* [PAGE EXCERPT]:
--*--
Thursday, April 19, 2012
Change or no change in Timor-Leste?
Presidential elections out of the way, the next big test is July parliamentary polls to see who controls the country's formidable oil and gas reserves
When incumbent Jose Ramos-Horta lost the March first round of Timor-Leste's largely peaceful presidential election, some saw it as the end of an era for Timorese politics that began with the country’s independence from Indonesia in 2002.
Ramos-Horta, along with Fretilin leader Mari Alkatiri and Prime Minister Xanana Gusmao, have dominated the politics of the country, also known as East Timor, since independence, with the top jobs of prime minister and president passing between the trio, who have been sometimes comrades, sometimes rivals.
The new President is former army chief Taur Matan Ruak – a man the from same resistance fighter leadership that fought in the jungles against Indonesia's elemental 1975-99 occupation, which by some estimates killed a third of Timor-Leste's people.
Although the new President doesn't have Ramos-Horta's international profile, his personal prestige as army head and ex-jungle fighter (Ramos-Horta spent much of the Indonesian occupation era overseas) - as well Fretilin's party machine strength – meant that Ramos-Horta was knocked out of the race in the first round with 21 percent of the vote.
--*--
* [REQUIRED TASK]: Write the next part of the Timor-Leste election article, starting after its final sentence. The listing has no connection to the article on Timor-Leste's elections.
--*--
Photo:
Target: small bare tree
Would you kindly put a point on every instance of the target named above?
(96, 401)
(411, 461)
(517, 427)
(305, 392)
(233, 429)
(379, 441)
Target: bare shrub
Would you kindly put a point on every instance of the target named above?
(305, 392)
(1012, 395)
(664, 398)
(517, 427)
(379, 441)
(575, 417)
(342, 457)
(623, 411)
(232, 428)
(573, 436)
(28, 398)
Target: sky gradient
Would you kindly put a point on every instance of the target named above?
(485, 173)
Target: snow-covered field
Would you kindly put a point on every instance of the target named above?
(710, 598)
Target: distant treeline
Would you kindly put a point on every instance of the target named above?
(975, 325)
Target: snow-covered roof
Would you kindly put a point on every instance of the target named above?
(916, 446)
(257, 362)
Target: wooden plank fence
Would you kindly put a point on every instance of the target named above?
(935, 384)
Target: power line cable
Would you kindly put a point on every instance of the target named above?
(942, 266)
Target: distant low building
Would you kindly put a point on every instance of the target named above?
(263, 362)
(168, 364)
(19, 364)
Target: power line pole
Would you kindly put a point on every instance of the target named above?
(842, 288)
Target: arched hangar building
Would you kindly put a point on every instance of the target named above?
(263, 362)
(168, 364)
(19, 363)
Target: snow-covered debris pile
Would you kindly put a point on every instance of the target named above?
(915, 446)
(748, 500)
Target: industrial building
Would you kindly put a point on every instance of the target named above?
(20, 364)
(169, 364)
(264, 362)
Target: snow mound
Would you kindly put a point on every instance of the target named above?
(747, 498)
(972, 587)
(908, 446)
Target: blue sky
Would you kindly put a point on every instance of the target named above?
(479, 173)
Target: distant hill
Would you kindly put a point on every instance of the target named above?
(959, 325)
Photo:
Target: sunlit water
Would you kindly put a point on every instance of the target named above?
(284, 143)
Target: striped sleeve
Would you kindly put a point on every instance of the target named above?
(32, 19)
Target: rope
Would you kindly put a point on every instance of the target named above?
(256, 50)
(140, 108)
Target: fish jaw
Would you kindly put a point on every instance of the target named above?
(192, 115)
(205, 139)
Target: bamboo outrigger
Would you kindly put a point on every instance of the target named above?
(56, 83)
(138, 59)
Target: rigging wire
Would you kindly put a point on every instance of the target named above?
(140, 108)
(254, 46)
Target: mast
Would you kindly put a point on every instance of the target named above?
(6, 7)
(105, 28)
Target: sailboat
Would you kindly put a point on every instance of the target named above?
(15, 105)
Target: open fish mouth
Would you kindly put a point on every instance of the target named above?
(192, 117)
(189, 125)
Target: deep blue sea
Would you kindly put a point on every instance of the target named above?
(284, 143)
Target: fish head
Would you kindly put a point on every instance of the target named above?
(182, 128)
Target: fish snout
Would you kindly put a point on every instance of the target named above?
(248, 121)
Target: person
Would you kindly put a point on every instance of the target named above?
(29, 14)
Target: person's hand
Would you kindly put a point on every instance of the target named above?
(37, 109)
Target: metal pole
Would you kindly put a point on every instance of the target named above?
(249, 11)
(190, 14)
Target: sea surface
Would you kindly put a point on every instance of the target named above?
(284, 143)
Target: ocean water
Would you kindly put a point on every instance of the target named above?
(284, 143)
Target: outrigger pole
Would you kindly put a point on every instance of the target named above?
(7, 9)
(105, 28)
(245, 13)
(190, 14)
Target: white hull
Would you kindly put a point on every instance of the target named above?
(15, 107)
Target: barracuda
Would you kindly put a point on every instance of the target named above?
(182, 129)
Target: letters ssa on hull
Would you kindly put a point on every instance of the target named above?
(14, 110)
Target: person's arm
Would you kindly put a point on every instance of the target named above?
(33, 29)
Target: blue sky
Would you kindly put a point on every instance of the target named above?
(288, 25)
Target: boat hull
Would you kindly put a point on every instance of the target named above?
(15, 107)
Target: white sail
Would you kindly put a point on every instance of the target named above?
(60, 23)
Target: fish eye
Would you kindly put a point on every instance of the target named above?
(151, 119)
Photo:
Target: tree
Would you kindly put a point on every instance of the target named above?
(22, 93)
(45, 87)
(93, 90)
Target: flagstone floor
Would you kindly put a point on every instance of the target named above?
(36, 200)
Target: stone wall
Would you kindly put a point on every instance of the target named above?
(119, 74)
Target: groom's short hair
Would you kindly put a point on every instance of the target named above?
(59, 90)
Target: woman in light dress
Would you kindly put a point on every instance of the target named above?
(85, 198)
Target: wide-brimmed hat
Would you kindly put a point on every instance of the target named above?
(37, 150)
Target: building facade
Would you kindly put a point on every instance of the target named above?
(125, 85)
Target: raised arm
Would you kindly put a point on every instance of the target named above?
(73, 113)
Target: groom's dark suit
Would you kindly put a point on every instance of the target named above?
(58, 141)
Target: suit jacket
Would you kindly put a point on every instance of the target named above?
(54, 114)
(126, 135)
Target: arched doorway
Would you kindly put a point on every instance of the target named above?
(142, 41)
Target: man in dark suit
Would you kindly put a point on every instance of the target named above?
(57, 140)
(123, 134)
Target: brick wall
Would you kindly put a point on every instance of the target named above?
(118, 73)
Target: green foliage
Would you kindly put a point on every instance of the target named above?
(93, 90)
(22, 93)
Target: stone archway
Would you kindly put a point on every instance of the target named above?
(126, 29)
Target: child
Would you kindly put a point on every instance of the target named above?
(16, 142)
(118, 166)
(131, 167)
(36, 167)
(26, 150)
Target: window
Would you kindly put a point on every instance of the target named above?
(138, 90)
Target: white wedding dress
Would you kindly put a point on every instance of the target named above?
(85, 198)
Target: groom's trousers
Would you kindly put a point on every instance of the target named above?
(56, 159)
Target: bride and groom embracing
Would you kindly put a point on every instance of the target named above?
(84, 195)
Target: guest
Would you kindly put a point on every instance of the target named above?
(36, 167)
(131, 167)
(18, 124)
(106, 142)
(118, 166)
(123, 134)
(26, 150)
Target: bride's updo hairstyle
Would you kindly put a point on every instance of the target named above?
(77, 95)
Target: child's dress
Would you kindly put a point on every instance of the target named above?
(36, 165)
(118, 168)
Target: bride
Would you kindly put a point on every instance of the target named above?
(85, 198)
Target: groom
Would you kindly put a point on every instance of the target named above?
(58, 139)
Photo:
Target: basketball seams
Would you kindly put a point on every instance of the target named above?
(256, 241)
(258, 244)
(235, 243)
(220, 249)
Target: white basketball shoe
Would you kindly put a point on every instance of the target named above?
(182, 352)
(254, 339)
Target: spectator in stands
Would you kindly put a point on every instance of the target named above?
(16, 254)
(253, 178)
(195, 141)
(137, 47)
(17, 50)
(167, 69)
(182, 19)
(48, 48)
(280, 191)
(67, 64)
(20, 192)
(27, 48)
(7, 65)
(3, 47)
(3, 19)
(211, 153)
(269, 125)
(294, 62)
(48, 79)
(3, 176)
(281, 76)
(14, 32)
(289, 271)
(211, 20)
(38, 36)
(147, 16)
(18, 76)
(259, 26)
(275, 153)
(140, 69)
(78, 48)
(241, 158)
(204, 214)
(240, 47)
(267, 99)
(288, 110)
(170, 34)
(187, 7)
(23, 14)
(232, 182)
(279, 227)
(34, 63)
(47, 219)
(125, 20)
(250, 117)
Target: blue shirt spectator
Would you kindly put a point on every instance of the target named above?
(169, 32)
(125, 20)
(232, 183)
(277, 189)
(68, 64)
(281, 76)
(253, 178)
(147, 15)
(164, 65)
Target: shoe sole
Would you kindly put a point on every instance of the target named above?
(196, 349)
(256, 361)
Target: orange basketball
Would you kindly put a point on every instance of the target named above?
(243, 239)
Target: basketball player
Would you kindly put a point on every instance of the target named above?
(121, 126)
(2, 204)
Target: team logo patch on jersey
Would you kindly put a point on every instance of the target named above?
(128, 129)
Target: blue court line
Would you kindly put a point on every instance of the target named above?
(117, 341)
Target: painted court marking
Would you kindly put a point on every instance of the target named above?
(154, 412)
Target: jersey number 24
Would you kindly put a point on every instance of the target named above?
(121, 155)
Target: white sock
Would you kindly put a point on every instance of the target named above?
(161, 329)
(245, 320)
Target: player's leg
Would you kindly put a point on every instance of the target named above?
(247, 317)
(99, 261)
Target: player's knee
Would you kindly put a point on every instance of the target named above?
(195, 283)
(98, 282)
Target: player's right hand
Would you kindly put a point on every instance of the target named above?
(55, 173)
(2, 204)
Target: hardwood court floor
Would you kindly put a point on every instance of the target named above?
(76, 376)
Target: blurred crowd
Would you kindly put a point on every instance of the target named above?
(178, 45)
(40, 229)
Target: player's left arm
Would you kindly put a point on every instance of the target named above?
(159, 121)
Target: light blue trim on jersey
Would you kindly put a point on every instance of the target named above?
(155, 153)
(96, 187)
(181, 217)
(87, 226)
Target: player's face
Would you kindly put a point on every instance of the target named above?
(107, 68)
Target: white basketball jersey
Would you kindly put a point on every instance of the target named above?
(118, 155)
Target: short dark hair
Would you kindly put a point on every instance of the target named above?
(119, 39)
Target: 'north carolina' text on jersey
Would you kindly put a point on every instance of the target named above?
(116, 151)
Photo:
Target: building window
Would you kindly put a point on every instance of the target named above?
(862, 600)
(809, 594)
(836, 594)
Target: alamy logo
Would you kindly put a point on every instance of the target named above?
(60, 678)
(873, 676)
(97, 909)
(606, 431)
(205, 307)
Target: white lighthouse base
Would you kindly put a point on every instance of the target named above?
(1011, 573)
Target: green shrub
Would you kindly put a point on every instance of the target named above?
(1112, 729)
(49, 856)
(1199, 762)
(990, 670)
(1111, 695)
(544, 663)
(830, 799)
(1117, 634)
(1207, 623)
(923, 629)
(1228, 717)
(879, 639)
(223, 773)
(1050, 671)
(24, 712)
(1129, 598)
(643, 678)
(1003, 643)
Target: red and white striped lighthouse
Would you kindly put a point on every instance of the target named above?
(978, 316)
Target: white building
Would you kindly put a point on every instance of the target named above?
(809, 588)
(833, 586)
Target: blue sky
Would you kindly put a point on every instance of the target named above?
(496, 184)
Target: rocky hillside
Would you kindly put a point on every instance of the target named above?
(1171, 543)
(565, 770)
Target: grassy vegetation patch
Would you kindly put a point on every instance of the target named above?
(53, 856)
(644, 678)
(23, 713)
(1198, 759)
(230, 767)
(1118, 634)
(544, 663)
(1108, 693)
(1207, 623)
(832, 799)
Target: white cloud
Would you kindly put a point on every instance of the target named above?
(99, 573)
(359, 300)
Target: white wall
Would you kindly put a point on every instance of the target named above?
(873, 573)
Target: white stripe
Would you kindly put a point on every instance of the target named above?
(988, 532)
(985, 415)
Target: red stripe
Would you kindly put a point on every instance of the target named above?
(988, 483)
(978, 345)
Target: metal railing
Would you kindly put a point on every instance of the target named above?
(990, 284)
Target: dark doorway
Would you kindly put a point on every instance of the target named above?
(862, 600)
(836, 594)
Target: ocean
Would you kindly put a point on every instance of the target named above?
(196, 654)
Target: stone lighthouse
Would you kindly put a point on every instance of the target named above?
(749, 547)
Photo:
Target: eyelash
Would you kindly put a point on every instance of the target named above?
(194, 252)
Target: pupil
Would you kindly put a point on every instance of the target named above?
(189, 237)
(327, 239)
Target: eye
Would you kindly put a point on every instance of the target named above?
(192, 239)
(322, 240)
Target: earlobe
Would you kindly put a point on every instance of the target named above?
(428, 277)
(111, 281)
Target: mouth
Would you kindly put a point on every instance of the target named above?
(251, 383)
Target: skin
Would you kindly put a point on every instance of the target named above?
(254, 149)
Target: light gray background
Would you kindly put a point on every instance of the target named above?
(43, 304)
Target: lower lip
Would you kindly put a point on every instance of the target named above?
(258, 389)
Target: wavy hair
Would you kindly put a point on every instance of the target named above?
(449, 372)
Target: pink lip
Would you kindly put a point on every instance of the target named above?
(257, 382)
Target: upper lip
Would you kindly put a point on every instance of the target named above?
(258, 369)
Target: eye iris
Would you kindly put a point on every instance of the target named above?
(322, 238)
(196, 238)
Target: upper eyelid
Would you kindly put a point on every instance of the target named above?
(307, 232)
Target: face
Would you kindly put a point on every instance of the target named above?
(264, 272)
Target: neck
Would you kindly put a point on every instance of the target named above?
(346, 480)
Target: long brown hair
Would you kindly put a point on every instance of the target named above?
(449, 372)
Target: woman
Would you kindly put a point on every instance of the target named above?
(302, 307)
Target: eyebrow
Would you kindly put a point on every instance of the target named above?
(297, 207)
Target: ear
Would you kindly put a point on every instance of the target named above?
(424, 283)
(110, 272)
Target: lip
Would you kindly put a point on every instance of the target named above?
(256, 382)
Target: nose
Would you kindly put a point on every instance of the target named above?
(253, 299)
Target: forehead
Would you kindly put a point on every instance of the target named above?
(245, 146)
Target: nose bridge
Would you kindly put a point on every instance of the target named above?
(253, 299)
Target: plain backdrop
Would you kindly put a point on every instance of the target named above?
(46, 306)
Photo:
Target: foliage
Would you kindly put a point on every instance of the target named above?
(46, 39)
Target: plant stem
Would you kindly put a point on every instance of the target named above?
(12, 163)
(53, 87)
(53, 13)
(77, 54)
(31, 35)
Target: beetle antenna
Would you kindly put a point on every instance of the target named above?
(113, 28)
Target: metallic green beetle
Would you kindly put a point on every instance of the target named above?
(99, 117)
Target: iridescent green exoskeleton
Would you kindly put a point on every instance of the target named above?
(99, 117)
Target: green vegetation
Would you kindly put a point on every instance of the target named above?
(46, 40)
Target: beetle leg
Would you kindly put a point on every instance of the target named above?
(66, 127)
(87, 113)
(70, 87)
--*--
* [WRITTEN RESPONSE]:
Taur Matan Ruak is a nom de guerre, meaning “two sharp eyes,” a soubriquet he acquired after joining Timor's Falintil resistance fighters in 1975. Born Jose Maria Vasconcelos, he won 26 percent of the vote in the first round in March, but last Monday, support from Xanana Gusmao prompted a jump to 61 percent in the run-off against Francisco 'Lu-Olo' Guterres, a Fretilin candidate who also finished a distant runner-up to Ramos-Horta in the 2007 Presidential elections.
Fernanda Borges is leader of the National Unity Party (PUN), which has three seats in the current parliament. She laments that “there is also a real perception from the campaign that only those who fought in the military resistance have earned the right to lead or govern the country.”
The 2007 elections were held less than a year after 2006 violence brought the country to the verge of civil war, with a tenth of the population displaced and with disaffected army cadres on the loose in the hills of central Timor. Less than a year later, the leader of the army 'petitioners' as they came to be known, attempted to assassinate Ramos-Horta and Gusmao in dawn attacks on Dili's outskirts.
The election was peaceful – though admittedly the much more important and potentially-divisive parliamentary contest lies ahead, scheduled for July 7. Timor-Leste expert Damien Kingsbury, who led the Australia Timor-Leste Friendship Network Observer Mission as polls watchdog, says “this process, if successful through the next round of parliamentary voting, will formally mark democratic consolidation in Timor-Leste.”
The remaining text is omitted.